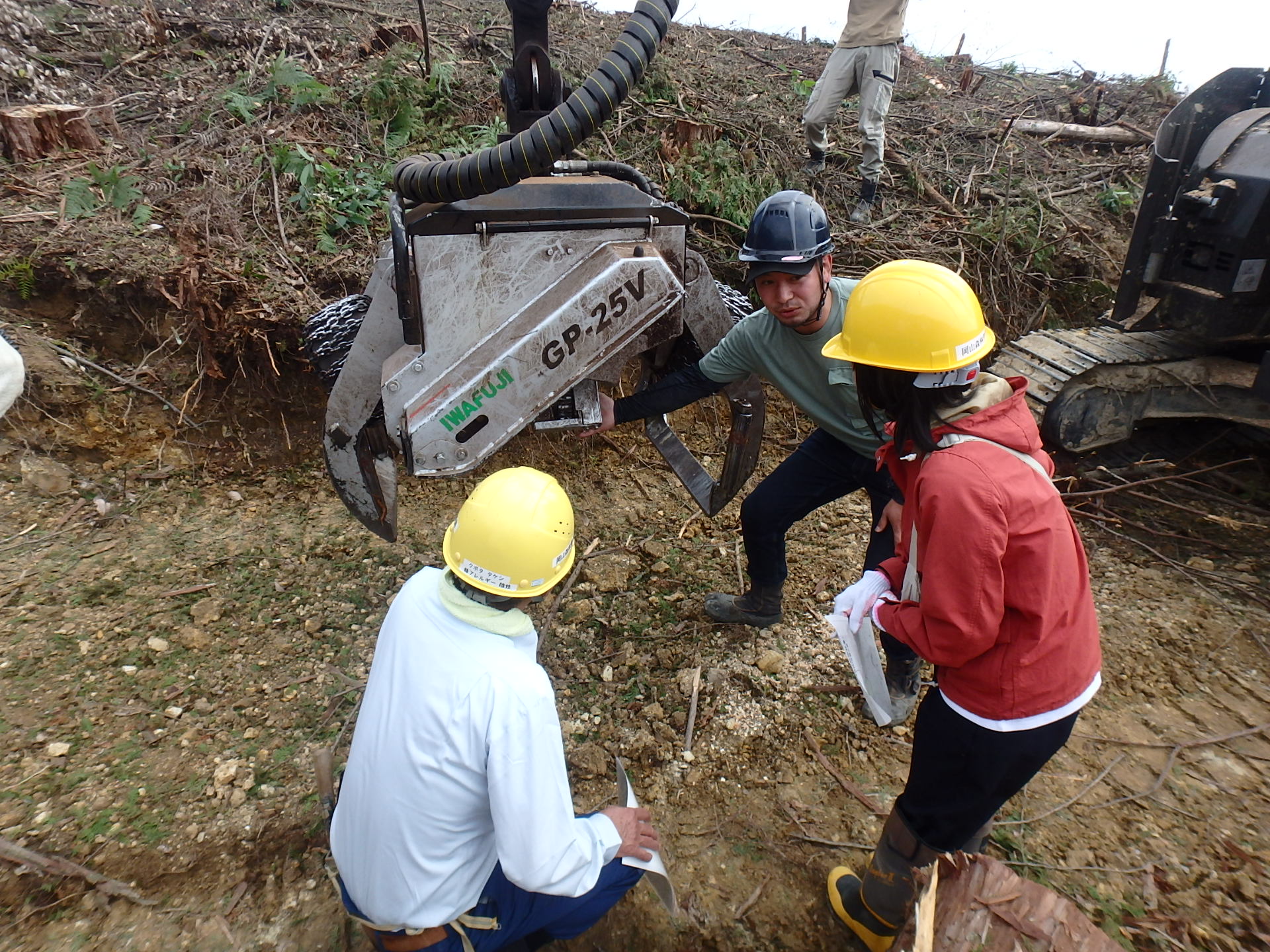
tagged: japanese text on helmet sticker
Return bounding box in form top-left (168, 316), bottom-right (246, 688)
top-left (458, 559), bottom-right (516, 592)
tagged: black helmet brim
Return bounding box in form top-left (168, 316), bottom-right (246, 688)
top-left (745, 258), bottom-right (820, 284)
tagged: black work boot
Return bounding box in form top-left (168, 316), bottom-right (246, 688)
top-left (885, 654), bottom-right (922, 727)
top-left (829, 809), bottom-right (940, 952)
top-left (847, 179), bottom-right (881, 225)
top-left (705, 585), bottom-right (785, 628)
top-left (961, 820), bottom-right (992, 853)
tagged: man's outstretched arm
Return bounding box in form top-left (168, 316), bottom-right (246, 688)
top-left (578, 364), bottom-right (728, 438)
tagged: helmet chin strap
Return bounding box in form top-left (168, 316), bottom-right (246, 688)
top-left (913, 360), bottom-right (979, 389)
top-left (794, 258), bottom-right (829, 327)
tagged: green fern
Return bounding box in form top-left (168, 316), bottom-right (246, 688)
top-left (62, 179), bottom-right (102, 218)
top-left (0, 258), bottom-right (36, 301)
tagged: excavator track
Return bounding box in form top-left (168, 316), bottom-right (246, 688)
top-left (990, 327), bottom-right (1208, 450)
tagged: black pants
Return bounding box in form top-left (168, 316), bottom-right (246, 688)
top-left (896, 688), bottom-right (1080, 850)
top-left (740, 428), bottom-right (915, 658)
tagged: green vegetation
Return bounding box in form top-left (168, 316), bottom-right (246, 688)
top-left (665, 138), bottom-right (780, 226)
top-left (0, 255), bottom-right (36, 301)
top-left (271, 142), bottom-right (388, 254)
top-left (221, 54), bottom-right (334, 124)
top-left (62, 163), bottom-right (153, 227)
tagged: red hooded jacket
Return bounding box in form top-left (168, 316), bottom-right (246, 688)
top-left (878, 377), bottom-right (1101, 721)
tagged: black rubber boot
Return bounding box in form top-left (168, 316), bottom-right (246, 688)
top-left (961, 820), bottom-right (992, 853)
top-left (705, 585), bottom-right (785, 628)
top-left (829, 810), bottom-right (940, 952)
top-left (802, 149), bottom-right (824, 175)
top-left (847, 179), bottom-right (881, 225)
top-left (886, 655), bottom-right (922, 727)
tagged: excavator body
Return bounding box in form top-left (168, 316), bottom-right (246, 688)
top-left (992, 69), bottom-right (1270, 452)
top-left (305, 0), bottom-right (763, 539)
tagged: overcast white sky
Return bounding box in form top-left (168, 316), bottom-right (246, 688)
top-left (597, 0), bottom-right (1270, 89)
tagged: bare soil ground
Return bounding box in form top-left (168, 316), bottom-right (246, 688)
top-left (0, 0), bottom-right (1270, 952)
top-left (0, 376), bottom-right (1270, 949)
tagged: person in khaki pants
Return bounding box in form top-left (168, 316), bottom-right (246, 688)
top-left (802, 0), bottom-right (908, 225)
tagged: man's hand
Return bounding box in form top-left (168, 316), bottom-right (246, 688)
top-left (599, 806), bottom-right (661, 859)
top-left (873, 495), bottom-right (904, 548)
top-left (578, 393), bottom-right (617, 439)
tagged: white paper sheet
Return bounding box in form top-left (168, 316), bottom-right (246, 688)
top-left (616, 756), bottom-right (679, 918)
top-left (824, 613), bottom-right (894, 726)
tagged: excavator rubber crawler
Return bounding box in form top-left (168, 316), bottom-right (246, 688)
top-left (990, 327), bottom-right (1197, 421)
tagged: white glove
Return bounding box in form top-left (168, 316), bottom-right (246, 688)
top-left (833, 569), bottom-right (894, 631)
top-left (868, 590), bottom-right (899, 631)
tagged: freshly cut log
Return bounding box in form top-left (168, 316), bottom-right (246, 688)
top-left (0, 103), bottom-right (102, 163)
top-left (999, 119), bottom-right (1151, 146)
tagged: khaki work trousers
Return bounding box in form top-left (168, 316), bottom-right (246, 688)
top-left (802, 43), bottom-right (899, 182)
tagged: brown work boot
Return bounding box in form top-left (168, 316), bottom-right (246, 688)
top-left (884, 655), bottom-right (922, 727)
top-left (829, 809), bottom-right (940, 952)
top-left (705, 585), bottom-right (785, 628)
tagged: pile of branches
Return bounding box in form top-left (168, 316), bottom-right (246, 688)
top-left (0, 0), bottom-right (1173, 396)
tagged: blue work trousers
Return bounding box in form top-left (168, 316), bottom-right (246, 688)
top-left (740, 428), bottom-right (917, 661)
top-left (341, 859), bottom-right (644, 952)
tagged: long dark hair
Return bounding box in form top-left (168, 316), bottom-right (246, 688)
top-left (853, 363), bottom-right (973, 453)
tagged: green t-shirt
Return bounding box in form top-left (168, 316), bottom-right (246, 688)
top-left (700, 278), bottom-right (881, 457)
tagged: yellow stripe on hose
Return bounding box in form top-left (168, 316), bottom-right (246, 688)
top-left (635, 4), bottom-right (671, 37)
top-left (617, 37), bottom-right (648, 71)
top-left (581, 76), bottom-right (617, 114)
top-left (618, 18), bottom-right (659, 50)
top-left (574, 94), bottom-right (599, 135)
top-left (495, 143), bottom-right (512, 185)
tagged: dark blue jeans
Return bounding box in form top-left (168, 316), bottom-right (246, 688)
top-left (341, 859), bottom-right (644, 952)
top-left (740, 428), bottom-right (915, 658)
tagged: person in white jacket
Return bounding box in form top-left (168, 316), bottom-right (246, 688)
top-left (330, 467), bottom-right (659, 952)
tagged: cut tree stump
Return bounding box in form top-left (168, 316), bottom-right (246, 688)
top-left (894, 853), bottom-right (1120, 952)
top-left (999, 119), bottom-right (1152, 146)
top-left (0, 103), bottom-right (102, 163)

::::

→ **Exercise objective**: Rewrite all the records above as a two-column CSV with the headers label_text and boxes. Give one row per tag, holding its text and its answer. Put each value in a single quoted field, with line breaks replaced by spaces, and omit the pictures.

→ **Response**:
label_text,boxes
"tagged: japanese text on helmet sticker Return bounding box in form top-left (168, 316), bottom-right (246, 688)","top-left (458, 559), bottom-right (516, 592)"
"tagged: black helmet brim Return bounding box in form top-left (168, 316), bottom-right (246, 688)","top-left (745, 258), bottom-right (820, 284)"
"tagged: black work boot Return bounding box in form top-left (168, 316), bottom-right (246, 688)","top-left (885, 654), bottom-right (922, 727) top-left (829, 809), bottom-right (940, 952) top-left (847, 179), bottom-right (881, 225) top-left (705, 585), bottom-right (785, 628) top-left (961, 820), bottom-right (992, 853)"
"tagged: man's outstretched arm Return bounding box in form top-left (168, 316), bottom-right (246, 688)","top-left (578, 364), bottom-right (728, 438)"
"tagged: helmet chin strap Return bounding box in form top-left (168, 316), bottom-right (246, 688)","top-left (913, 360), bottom-right (979, 389) top-left (794, 258), bottom-right (829, 327)"
"tagged: green fern Return bounding box in form top-left (168, 316), bottom-right (246, 688)","top-left (62, 179), bottom-right (102, 218) top-left (0, 258), bottom-right (36, 301)"
"tagged: excavator track Return bounding box in form top-left (168, 316), bottom-right (246, 688)","top-left (990, 327), bottom-right (1208, 450)"
"tagged: black pants Return bounding box in form top-left (168, 316), bottom-right (246, 688)","top-left (896, 688), bottom-right (1080, 850) top-left (740, 428), bottom-right (915, 658)"
"tagged: green vegetation Return bounding box in form top-left (168, 316), bottom-right (246, 688)","top-left (665, 138), bottom-right (780, 226) top-left (0, 255), bottom-right (36, 301) top-left (271, 142), bottom-right (388, 254) top-left (221, 54), bottom-right (334, 124) top-left (62, 163), bottom-right (153, 227)"
"tagged: red hooded jacket Return bounding box in form top-left (168, 316), bottom-right (246, 688)","top-left (878, 377), bottom-right (1101, 721)"
"tagged: black rubber boot Return bounding box in form top-left (168, 316), bottom-right (246, 688)","top-left (961, 820), bottom-right (992, 853) top-left (705, 585), bottom-right (785, 628) top-left (829, 810), bottom-right (940, 952) top-left (802, 149), bottom-right (824, 175) top-left (847, 179), bottom-right (881, 225) top-left (886, 655), bottom-right (922, 727)"
"tagged: excavator body Return bounding box in form top-left (168, 316), bottom-right (246, 688)","top-left (992, 69), bottom-right (1270, 452) top-left (305, 0), bottom-right (763, 539)"
"tagged: overcast white sky Return bounding box in form top-left (168, 316), bottom-right (246, 688)","top-left (597, 0), bottom-right (1270, 89)"
"tagged: bare soil ground Return bounding box in form top-left (168, 316), bottom-right (246, 688)","top-left (0, 0), bottom-right (1270, 952) top-left (0, 376), bottom-right (1270, 949)"
"tagged: person in khaki pants Return bounding box in form top-left (168, 316), bottom-right (246, 688)","top-left (802, 0), bottom-right (908, 225)"
"tagged: man's hand Return bounding box in form top-left (168, 316), bottom-right (246, 688)","top-left (599, 806), bottom-right (661, 859) top-left (873, 495), bottom-right (904, 548) top-left (578, 393), bottom-right (617, 439)"
"tagged: white paper sheet Return bounding box in form top-left (168, 316), bottom-right (246, 688)","top-left (616, 756), bottom-right (679, 918) top-left (824, 613), bottom-right (894, 726)"
"tagged: excavator rubber crawler Return bounding box in form top-left (168, 316), bottom-right (246, 688)","top-left (990, 327), bottom-right (1197, 421)"
"tagged: white glove Return bounding box in form top-left (168, 316), bottom-right (246, 688)","top-left (833, 569), bottom-right (894, 631) top-left (868, 590), bottom-right (899, 631)"
"tagged: freshly cut log Return bounding box in form top-left (168, 316), bottom-right (246, 688)","top-left (0, 103), bottom-right (102, 163) top-left (999, 119), bottom-right (1151, 146)"
"tagged: khaki work trousers Return bounding box in form top-left (168, 316), bottom-right (246, 688)","top-left (802, 43), bottom-right (899, 182)"
"tagged: brown work boot Return bounding box in form top-left (168, 316), bottom-right (246, 688)","top-left (884, 655), bottom-right (922, 727) top-left (829, 809), bottom-right (940, 952) top-left (705, 585), bottom-right (785, 628)"
"tagged: pile of branches Return bounding box in form top-left (168, 316), bottom-right (246, 688)","top-left (0, 0), bottom-right (1173, 396)"
"tagged: blue work trousers Return bounding box in form top-left (168, 316), bottom-right (246, 688)","top-left (740, 428), bottom-right (917, 661) top-left (341, 859), bottom-right (644, 952)"
"tagged: long dark hair Return bounding box in form top-left (168, 316), bottom-right (246, 688)","top-left (853, 363), bottom-right (973, 453)"
"tagged: green t-shirt Return bounding box in form top-left (168, 316), bottom-right (246, 688)","top-left (700, 278), bottom-right (881, 457)"
"tagged: yellow stripe on hose Return bounding box in form top-left (168, 316), bottom-right (246, 688)","top-left (635, 4), bottom-right (671, 37) top-left (617, 37), bottom-right (648, 71) top-left (581, 76), bottom-right (617, 114) top-left (618, 18), bottom-right (659, 50) top-left (574, 94), bottom-right (599, 135) top-left (495, 143), bottom-right (512, 185)"
"tagged: dark blue jeans Return bounding box in form top-left (168, 316), bottom-right (246, 688)","top-left (341, 859), bottom-right (644, 952) top-left (740, 428), bottom-right (915, 658)"
"tagged: person in white jacket Return bounding box in form top-left (168, 316), bottom-right (246, 688)","top-left (330, 467), bottom-right (659, 952)"
"tagged: cut tree stump Return bounding box in form top-left (168, 316), bottom-right (246, 688)","top-left (894, 853), bottom-right (1120, 952) top-left (999, 119), bottom-right (1152, 146) top-left (0, 103), bottom-right (102, 163)"